**REQUISITOS**:
A. Segundo o texto sobre o sistema solar, quantos objetos gravitam em torno de Júpiter e Saturno?
B. Escreva a continuação do texto sobre o sistema solar a partir da última frase dele.

Catástrofes políticas e disputas
sociais à parte, vivemos numa época privilegiada, mesmo que poucos
se deem conta disso. Foi nessa geração que pudemos visitar todos os
mundos do nosso sistema solar, de Marte a Plutão, incluindo muitas
das luas que circundam os planetas gigantes. Bom lembrar que, se
temos apenas nossa preciosa e inspiradora Lua, Júpiter e Saturno têm
mais de sessenta objetos gravitando à sua volta. Esses mundos, cada
qual com suas propriedades, é um experimento astronômico único, em
que a gravidade vira alquimista e, atuando juntamente com as ações
da temperatura e da pressão, transforma aglomerados de matéria em
planetas com oceanos, vulcões, cânions, desertos, furacões,
tempestades de areia, e, ao menos no nosso, uma profusão de seres
vivos.

**TRECHOS DE DADOS**:
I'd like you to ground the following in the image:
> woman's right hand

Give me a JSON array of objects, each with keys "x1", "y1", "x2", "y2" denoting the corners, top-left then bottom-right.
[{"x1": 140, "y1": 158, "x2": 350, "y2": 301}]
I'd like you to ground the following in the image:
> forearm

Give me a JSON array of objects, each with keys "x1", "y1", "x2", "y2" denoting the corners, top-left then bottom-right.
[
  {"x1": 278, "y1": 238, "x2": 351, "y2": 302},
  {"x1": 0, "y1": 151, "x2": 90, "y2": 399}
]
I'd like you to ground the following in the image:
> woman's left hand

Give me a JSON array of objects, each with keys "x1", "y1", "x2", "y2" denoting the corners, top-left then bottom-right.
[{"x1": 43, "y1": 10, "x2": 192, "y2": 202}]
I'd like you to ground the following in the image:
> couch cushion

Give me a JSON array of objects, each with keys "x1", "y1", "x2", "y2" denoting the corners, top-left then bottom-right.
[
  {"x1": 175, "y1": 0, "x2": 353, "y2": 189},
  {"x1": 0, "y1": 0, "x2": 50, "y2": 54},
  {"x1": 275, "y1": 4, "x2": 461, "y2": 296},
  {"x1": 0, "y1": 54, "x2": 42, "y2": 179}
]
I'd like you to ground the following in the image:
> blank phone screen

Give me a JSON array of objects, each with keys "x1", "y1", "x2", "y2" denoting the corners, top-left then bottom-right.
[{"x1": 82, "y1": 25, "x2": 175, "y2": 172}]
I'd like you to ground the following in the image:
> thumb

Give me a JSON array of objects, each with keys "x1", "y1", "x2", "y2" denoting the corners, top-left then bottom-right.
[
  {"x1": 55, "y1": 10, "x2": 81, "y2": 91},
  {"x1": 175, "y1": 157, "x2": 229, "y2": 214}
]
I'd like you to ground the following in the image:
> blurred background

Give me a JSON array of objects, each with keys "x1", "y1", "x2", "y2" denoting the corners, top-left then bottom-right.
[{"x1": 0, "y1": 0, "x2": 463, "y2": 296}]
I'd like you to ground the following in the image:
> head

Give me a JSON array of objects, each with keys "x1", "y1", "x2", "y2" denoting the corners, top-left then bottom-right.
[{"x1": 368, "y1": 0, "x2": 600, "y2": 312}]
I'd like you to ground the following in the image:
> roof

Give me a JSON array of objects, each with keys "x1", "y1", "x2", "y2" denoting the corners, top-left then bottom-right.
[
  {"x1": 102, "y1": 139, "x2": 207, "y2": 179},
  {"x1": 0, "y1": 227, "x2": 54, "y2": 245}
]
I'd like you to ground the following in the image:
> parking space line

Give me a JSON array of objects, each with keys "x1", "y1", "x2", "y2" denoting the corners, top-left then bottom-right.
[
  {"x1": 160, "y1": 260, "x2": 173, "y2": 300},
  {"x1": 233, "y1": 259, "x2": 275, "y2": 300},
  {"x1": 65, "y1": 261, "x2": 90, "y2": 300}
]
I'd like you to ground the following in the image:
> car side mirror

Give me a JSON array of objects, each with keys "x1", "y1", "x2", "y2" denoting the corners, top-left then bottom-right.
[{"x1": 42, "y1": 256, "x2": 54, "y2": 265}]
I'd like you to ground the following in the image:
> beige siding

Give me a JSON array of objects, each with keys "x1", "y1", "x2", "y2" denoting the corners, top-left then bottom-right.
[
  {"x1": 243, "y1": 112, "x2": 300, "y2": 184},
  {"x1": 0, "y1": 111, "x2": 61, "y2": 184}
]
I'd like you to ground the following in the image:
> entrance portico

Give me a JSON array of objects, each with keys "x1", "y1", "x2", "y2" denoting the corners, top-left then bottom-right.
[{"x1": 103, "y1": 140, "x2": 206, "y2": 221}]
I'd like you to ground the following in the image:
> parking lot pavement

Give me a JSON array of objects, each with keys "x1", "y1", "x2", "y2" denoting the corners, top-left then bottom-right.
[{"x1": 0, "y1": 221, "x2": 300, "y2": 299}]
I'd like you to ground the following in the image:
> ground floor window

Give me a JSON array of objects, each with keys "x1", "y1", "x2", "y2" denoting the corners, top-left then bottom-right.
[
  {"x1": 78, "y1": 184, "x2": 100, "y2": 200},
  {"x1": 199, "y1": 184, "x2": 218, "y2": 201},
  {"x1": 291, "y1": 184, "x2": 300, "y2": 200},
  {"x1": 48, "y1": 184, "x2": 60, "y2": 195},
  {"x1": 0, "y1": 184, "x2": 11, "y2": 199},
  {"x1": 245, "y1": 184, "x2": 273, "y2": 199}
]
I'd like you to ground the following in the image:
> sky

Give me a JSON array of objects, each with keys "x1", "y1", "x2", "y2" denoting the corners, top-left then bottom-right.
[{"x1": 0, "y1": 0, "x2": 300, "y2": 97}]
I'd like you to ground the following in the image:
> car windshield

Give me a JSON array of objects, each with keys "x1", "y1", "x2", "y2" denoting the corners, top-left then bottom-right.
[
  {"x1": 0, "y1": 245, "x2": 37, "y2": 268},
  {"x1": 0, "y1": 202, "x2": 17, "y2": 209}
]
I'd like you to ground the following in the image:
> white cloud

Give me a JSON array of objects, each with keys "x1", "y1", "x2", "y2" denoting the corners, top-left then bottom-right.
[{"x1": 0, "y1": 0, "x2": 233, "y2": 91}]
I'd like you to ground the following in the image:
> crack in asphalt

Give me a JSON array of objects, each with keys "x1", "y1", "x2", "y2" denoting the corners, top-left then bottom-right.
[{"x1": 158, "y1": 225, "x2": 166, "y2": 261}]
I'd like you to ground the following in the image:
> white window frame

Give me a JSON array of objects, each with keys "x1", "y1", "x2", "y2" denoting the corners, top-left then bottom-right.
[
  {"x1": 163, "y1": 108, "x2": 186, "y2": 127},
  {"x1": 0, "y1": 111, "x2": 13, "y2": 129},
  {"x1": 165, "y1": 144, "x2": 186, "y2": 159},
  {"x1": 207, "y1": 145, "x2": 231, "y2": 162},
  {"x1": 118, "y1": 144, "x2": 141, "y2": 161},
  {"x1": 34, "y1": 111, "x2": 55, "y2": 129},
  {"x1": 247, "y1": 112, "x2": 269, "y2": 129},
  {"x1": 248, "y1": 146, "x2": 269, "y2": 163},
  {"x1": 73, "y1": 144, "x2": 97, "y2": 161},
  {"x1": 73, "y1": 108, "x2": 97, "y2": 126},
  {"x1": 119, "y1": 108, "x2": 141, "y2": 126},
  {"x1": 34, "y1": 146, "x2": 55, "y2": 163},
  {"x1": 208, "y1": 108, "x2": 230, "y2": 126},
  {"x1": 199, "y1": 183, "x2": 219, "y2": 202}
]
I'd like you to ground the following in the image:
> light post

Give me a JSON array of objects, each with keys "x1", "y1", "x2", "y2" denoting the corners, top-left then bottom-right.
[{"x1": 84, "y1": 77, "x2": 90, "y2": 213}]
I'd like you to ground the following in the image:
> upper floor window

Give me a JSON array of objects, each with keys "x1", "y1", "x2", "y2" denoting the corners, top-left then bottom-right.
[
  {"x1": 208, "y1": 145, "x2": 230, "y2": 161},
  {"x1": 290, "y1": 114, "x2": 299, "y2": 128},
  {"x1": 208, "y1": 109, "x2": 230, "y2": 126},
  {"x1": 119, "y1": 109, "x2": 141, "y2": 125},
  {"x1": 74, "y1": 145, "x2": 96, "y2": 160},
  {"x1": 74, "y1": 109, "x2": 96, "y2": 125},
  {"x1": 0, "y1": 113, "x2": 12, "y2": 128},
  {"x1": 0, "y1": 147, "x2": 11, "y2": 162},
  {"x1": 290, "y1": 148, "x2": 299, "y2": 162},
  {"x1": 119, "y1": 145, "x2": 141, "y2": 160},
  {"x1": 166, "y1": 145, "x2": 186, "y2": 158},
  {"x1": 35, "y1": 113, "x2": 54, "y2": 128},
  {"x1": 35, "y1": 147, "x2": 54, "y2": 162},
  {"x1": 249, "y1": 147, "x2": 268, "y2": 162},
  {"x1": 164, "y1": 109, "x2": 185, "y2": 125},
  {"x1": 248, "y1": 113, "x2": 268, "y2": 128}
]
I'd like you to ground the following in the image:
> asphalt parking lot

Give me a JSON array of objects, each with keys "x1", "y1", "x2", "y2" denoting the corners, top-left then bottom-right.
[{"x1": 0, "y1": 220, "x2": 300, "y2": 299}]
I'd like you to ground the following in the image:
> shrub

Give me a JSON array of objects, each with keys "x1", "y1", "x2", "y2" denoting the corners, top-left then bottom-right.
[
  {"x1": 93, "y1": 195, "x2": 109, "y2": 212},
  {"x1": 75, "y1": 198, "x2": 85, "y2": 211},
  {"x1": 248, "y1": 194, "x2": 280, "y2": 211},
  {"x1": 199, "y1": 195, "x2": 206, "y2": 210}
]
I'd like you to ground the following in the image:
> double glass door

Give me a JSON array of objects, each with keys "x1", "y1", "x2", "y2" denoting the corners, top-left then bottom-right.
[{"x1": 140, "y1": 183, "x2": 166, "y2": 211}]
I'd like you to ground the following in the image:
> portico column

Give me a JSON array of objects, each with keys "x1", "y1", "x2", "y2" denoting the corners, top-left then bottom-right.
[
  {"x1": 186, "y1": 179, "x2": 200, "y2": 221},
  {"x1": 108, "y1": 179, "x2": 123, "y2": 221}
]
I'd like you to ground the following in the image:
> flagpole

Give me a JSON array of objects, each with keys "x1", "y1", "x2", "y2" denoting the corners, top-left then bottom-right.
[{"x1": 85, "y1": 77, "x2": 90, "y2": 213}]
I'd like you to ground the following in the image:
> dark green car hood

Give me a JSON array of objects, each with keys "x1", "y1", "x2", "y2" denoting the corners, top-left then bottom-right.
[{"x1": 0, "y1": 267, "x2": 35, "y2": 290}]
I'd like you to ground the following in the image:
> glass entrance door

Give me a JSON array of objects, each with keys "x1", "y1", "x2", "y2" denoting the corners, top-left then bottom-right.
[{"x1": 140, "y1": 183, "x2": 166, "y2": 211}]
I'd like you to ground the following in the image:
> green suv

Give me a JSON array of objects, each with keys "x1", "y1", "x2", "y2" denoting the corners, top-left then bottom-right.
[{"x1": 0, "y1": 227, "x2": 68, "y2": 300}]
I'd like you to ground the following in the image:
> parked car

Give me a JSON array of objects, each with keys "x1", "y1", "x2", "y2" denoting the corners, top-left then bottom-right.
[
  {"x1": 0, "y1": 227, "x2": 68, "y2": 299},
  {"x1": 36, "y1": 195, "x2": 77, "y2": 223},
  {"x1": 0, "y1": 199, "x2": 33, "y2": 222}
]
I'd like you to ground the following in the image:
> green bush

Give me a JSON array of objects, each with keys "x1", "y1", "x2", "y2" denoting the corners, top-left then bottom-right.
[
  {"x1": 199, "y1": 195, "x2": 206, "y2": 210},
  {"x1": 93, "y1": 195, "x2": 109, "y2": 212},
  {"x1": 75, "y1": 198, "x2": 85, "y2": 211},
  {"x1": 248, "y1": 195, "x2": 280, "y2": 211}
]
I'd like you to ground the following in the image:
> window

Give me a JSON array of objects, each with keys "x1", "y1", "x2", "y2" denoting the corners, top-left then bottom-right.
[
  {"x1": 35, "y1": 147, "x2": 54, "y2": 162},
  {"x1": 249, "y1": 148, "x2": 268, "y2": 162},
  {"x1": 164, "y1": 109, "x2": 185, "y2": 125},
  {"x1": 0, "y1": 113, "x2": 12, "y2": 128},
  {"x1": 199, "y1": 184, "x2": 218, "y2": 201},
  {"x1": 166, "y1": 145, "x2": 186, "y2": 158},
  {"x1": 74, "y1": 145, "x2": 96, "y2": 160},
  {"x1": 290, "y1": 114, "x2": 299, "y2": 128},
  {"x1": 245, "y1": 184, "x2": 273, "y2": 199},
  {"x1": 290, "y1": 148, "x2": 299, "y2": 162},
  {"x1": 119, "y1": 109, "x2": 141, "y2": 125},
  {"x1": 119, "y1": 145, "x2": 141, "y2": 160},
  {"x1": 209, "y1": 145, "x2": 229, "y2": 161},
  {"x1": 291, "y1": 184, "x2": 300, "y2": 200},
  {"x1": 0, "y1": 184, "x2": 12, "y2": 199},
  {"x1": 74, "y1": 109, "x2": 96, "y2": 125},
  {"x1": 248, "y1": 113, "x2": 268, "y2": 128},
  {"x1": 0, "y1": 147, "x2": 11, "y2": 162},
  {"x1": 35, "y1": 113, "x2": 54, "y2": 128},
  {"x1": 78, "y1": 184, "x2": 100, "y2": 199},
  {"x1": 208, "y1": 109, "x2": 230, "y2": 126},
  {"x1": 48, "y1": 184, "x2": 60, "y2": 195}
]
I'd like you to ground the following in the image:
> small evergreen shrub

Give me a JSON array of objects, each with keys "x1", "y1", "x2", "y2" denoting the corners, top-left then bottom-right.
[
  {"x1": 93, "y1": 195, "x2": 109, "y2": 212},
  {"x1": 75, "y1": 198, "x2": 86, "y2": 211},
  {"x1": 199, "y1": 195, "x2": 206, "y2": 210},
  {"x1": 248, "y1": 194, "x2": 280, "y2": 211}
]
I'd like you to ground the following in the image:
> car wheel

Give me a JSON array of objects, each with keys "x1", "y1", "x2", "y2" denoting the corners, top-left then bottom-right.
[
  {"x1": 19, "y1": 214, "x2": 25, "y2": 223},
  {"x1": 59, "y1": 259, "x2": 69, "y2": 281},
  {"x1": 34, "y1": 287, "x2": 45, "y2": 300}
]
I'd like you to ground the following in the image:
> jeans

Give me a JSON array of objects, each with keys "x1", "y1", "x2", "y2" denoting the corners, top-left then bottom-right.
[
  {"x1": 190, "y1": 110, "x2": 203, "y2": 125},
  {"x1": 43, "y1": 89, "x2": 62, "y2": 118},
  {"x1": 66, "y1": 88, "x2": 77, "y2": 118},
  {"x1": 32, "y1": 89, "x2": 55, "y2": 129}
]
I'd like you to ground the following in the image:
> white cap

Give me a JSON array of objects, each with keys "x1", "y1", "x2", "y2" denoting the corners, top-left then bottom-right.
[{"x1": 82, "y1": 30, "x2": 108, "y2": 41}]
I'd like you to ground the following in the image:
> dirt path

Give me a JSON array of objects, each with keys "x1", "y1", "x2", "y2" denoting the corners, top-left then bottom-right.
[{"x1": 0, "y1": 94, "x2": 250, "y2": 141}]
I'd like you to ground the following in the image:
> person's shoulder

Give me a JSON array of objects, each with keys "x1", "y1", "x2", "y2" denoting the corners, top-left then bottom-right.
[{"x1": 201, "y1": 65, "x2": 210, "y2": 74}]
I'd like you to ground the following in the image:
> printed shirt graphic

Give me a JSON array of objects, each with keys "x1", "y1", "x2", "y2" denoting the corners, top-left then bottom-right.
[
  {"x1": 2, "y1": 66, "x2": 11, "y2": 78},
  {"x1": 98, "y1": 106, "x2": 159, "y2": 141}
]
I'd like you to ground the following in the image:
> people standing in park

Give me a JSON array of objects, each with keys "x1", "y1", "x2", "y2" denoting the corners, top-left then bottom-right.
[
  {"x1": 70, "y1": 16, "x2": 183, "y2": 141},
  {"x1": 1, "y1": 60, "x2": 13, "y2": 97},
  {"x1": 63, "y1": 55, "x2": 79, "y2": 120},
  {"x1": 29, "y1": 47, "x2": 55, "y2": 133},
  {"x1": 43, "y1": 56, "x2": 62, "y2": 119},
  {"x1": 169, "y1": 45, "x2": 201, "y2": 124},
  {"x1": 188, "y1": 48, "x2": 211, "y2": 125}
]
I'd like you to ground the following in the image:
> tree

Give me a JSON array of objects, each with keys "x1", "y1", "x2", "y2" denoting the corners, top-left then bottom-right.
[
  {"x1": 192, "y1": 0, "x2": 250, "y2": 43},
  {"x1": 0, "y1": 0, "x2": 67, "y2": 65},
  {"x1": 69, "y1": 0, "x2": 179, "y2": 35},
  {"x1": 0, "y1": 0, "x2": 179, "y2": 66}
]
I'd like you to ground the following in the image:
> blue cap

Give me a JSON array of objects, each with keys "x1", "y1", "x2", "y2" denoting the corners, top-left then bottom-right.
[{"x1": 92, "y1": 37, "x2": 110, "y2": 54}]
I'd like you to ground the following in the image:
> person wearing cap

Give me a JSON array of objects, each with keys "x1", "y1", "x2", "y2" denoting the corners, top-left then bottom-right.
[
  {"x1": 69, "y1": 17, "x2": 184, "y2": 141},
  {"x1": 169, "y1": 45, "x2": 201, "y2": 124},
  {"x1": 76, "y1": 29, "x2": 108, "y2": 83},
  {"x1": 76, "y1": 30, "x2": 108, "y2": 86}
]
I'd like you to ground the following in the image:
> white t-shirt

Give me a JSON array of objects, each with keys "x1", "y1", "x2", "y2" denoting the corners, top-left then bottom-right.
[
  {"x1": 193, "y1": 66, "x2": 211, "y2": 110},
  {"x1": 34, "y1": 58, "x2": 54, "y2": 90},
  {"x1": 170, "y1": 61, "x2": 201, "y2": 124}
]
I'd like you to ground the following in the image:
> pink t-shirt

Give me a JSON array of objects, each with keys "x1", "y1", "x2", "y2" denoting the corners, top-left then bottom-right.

**RESPOSTAS DOS EXERCÍCIOS**:
A. Mais de sessenta objetos.

B.
Claro, curiosos que somos, não ficamos
satisfeitos em saber o que ocorre na nossa vizinhança. Queremos
estender nosso conhecimento além do sistema solar, mesmo que, no
momento, seja impossível viajarmos até a estrela mais próxima, a
Alfa Centauri, que, na verdade, é um aglomerado de três estrelas a
4,37 anos-luz de distância. (Ou seja, a luz demora quatro anos e
quatro meses para viajar de lá até aqui.) Felizmente, com
telescópios, não precisamos ir até esses mundos distantes; podemos
simplesmente vê-los de longe, tanto direta quanto indiretamente,
através de seus efeitos em objetos que podemos ver.
Hoje, temos também telescópios montados
em satélites em órbita muito acima da atmosfera. Mesmo que bem
menores do que os telescópios terrestres, já que é difícil lançar
um telescópio de 20 toneladas ao espaço, obtêm imagens
extremamente claras, sem as distorções da atmosfera. Dos caçadores
de novos mundos, o telescópio espacial Kepler foi o mais sensacional
até agora. Lançado em 2009 pela NASA com a missão de encontrar
planetas do tamanho da Terra na nossa galáxia, até janeiro de 2015
Kepler descobriu 1.013 exoplanetas confirmados e outros 3.199 ainda
candidatos. (Exoplaneta é um planeta que gira em torno de uma
estrela além do nosso Sol.)
Analisando essas descobertas
estatisticamente, astrônomos calculam que, apenas na Via Láctea,
existem em torno de 40 bilhões de planetas com dimensões
semelhantes às da Terra nas zonas habitáveis de estrelas comuns e
do tipo anã vermelha (uma estrela menor e mais fria do que o Sol).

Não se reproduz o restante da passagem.